Task prompt — Retype everything from "Well, with the" down to "of decades ago." in the passage about blue-chip stocks below.

Text for analysis —
+++

As a colleague of mine pointed out this morning, these stocks were the poster children for buy-and-hold investing. People would always drink Coke and scarf down Big Macs. And IBM was the computer DNA of corporate America. These were companies with products that would always be in demand and therefore sound investments, no?
Well, with the latest numbers, that reasoning comes into question. And so two questions have to be asked: Can the companies transform themselves and keep their blue chip status? Or is it time for them to move to the back bench of once-great-but-now-not-so-much players (slide over a little and make room, will ya, Alcoa?).
To be sure, each company is already making transformational moves. Coke is revamping its franchise bottling structure, McDonald's is on a healthy transparency campaign, and IBM is trying toget more cloudy. Such efforts by companies have worked in the past, particularly for IBM. But that was a couple of decades ago.
Now a new generation of companies seems to be taking the stage. And they are also posting the earnings that investors want to see. Take a look at the numbers thrown up by Apple or Monster Beverage, for example.

+++

Supplied material —
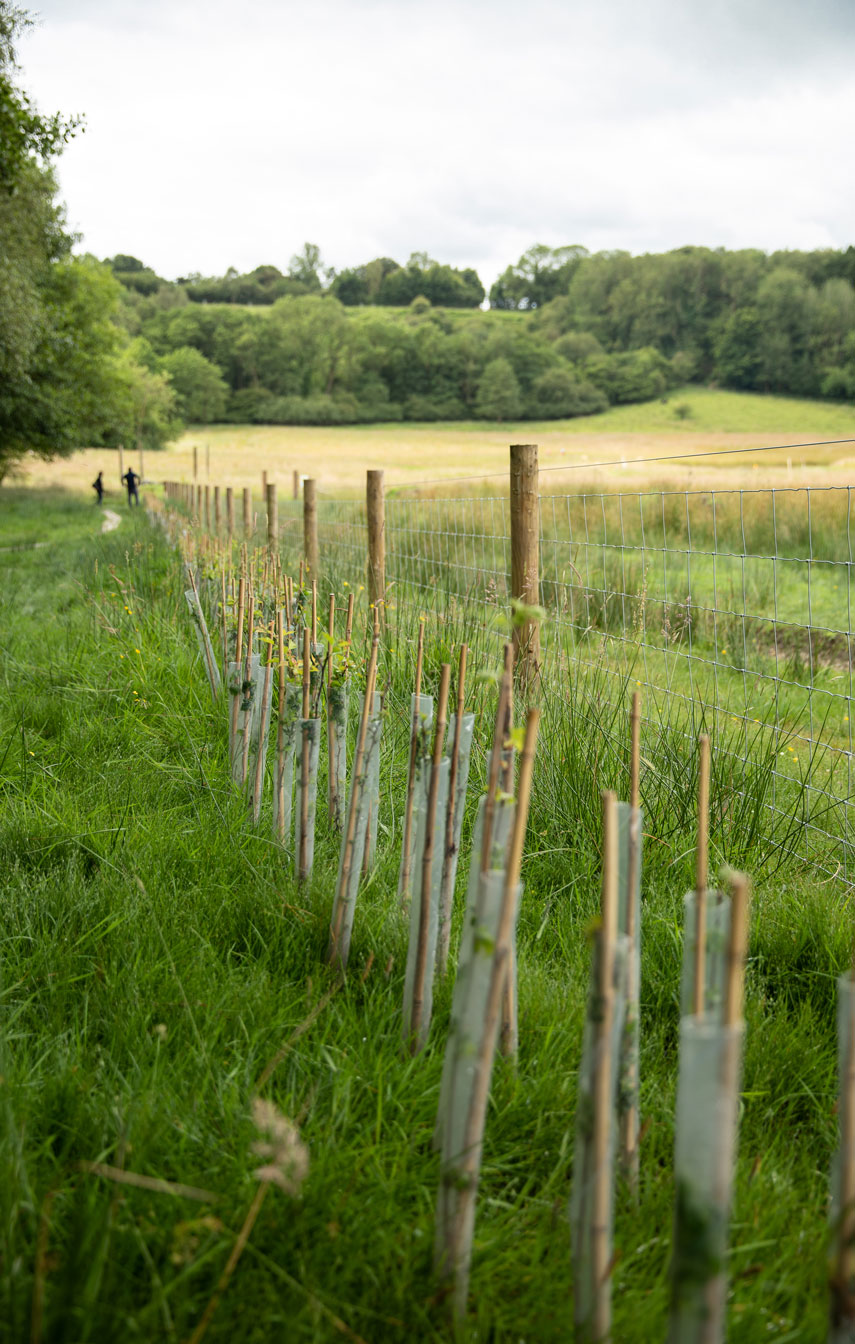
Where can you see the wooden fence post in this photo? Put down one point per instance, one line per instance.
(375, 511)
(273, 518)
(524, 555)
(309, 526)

+++

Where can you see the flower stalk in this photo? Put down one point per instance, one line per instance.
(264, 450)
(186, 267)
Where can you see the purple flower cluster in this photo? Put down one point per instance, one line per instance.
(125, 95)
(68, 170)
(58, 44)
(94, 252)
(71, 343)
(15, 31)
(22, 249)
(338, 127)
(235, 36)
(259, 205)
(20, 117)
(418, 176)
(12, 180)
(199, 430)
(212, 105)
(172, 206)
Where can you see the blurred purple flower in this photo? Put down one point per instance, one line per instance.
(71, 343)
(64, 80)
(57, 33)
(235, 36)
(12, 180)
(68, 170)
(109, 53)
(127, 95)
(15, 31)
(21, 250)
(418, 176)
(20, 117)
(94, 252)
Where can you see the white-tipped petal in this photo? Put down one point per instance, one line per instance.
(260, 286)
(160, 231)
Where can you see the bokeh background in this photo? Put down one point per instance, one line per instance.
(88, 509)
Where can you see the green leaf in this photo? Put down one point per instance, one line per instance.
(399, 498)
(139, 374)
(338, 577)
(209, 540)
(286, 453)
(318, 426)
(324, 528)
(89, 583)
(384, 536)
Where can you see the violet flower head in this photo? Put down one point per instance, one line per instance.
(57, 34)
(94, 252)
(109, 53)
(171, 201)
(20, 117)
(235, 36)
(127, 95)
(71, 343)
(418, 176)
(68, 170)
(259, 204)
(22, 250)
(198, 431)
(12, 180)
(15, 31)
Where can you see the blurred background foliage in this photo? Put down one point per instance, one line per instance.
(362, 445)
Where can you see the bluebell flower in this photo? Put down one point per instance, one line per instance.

+++

Output below —
Well, with the latest numbers, that reasoning comes into question. And so two questions have to be asked: Can the companies transform themselves and keep their blue chip status? Or is it time for them to move to the back bench of once-great-but-now-not-so-much players (slide over a little and make room, will ya, Alcoa?).
To be sure, each company is already making transformational moves. Coke is revamping its franchise bottling structure, McDonald's is on a healthy transparency campaign, and IBM is trying toget more cloudy. Such efforts by companies have worked in the past, particularly for IBM. But that was a couple of decades ago.